▸ **PASSAGE GIVEN**:
......
Category: Revision


Judas Thing

> From this.

Of course, at times I have my doubts about this whole Judas thing. It’s natural. Barring the Gospel of Judas, very little has been written that is favorable about him. The Gospels themselves paint him with the same brush as they do to lacquer the Antichrist, calling only those two “son of perdition”. Only from personal experience do I know that Judas is held in the Lord’s favor, nothing written do I consult for such an opinion (I have never read the Gospel of Judas, but know of it and that it is a Gnostic book, and has the same problems with it as many other Gnostic works). And what I believe goes counter to the official position, basically held everywhere, of Judas’ wickedness. I think perhaps Judas himself has a similar problem as I had, for I have seen that Satan really did a number on him; the Lord seems to keep reminding him that He told Judas to betray Him. And Judas stares back with sort of a glazed expression when He does.

But I am in a unique position to hold this knowledge, and I will not let it go if I possibly can hold onto it. I do not know what Satan did to him, especially if it drove such a strong man to kill himself, but I have been through situations where I thought I was the other “son of perdition”, the Antichrist himself. I have known what it feels like to think myself evil, when it turns out I am not. When the whole world is revealed to you as the Son of Satan. I have seen it, too, happen before me, Satan’s attack on Judas, reminding him of the day, the night, long ago; the attack is centered around him, but there are peripheral shrapnel that strike the perimeter. The attacks have related his “damnation” to mine, and this gives me reason to think that it is false, it is a lie: Judas is actually one of the good guys.
......
Records from a data collection:
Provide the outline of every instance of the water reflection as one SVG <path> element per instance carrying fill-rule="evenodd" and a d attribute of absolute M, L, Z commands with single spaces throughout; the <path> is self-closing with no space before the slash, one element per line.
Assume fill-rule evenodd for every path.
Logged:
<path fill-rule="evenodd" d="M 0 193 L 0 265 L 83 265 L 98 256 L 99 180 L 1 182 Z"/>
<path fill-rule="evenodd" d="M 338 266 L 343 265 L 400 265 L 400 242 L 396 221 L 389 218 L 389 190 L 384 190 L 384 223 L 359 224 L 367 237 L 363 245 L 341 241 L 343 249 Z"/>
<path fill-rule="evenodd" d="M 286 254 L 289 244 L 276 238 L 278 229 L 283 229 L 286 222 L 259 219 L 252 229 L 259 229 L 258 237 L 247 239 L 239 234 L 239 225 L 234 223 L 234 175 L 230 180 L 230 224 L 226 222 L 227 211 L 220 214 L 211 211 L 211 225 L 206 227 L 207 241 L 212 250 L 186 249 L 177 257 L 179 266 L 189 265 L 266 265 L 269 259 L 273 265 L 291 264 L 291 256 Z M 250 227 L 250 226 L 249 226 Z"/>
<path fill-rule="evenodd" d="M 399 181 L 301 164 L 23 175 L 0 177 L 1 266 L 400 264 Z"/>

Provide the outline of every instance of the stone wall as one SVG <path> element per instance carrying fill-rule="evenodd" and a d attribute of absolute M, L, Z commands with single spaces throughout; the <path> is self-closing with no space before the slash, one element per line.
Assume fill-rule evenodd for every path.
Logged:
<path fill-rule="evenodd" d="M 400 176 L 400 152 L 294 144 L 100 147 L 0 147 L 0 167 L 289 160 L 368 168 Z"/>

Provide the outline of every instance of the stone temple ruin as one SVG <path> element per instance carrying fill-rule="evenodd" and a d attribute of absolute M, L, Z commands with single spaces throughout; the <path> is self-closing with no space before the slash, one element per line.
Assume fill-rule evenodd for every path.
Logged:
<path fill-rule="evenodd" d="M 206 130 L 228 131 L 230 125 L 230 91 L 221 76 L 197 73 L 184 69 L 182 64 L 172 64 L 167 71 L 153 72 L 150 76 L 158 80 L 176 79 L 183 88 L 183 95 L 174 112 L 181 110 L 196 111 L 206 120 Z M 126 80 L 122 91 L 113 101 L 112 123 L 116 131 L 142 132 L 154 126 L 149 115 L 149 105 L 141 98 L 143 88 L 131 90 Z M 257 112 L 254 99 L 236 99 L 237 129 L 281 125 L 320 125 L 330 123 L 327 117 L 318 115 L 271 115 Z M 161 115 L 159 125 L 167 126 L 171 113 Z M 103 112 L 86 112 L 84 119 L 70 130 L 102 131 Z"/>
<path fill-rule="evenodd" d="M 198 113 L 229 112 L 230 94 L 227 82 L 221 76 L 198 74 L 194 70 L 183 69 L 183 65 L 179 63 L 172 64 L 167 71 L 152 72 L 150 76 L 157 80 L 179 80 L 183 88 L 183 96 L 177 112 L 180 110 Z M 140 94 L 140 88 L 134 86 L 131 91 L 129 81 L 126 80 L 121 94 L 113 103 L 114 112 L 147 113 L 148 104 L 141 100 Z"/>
......
▸ **WRITTEN INSTRUCTION A**: Reproduce the stretch of rows from the start of the rows through the row containing "338 266 L 343", requests included, and raise every coordinate in the answers by 7.
▸ **WRITTEN INSTRUCTION B**: Write what follows the last sentence of the passage about Judas.

▸ **REPLY A**:
Provide the outline of every instance of the water reflection as one SVG <path> element per instance carrying fill-rule="evenodd" and a d attribute of absolute M, L, Z commands with single spaces throughout; the <path> is self-closing with no space before the slash, one element per line.
Assume fill-rule evenodd for every path.
Logged:
<path fill-rule="evenodd" d="M 7 200 L 7 272 L 90 272 L 105 263 L 106 187 L 8 189 Z"/>
<path fill-rule="evenodd" d="M 345 273 L 350 272 L 407 272 L 407 249 L 403 228 L 396 225 L 396 197 L 391 197 L 391 230 L 366 231 L 374 244 L 370 252 L 348 248 L 350 256 Z"/>

▸ **REPLY B**:
It is surely no accident that I were chosen to spread this message. This is the vision: Judas clothed in raiment white as snow. And that is part of the Good News.

Infallibility

> From this.

Somehow, we must remove the notion from us of our own infallibility. It is a hindrance like no other. Somehow we can discern the faults of everyone but our own selves, because we always have a reason why this or that thing of ours went afoul, so that we seem always to be justified. Do you see that to live purely in the echo chamber of our rationalizations is literally to become an idiot?

We must constantly strive to see the right in everyone else, and see the wrong in us, because the balance is always stacked the other way. Our selves will always get in the way of any selfless notion — by their definitions, this must be the case. There was only ever one of us who did nothing wrong, and I think on the day of judgement, we will be surprised — shocked — by the amount and number of the ills we have rendered, the injustices we were responsible for that we have overlooked, all the while pointing at the mote in our brothers’ eye, seeking all that we thought was unfair to us to be redressed, and all that which we did of the dishonorable overlooked. Stupidity and madness. I do not think this will be how the Judge will look at things, who sees all, dispassionate. Who is judgement’s judgement, and KNOWS why you did it…

Knows

> From this.

the heart knows its own, watching for the rose that materializes in full bloom
the action is immediate, the consequences permanent
halfway to heaven the wind turns into shifting harmonies of assembled voices
i have dreamed of the music to cast me aloft in the moonlight pale
to return to earth smelling of starlight
not to lose whatever believing has given me up to the voices, forever knowing
night to ascend as dawn yawns out from the deeps

All Right

> From this.

There comes over some of us, sometimes, a notion that perhaps should always be shared, if one is so fortunate to experience it. It is the idea that everything is going to be all right — that somehow, beyond the reach of all mortal hopes, everything will at the end, end well. Is it so hard to believe?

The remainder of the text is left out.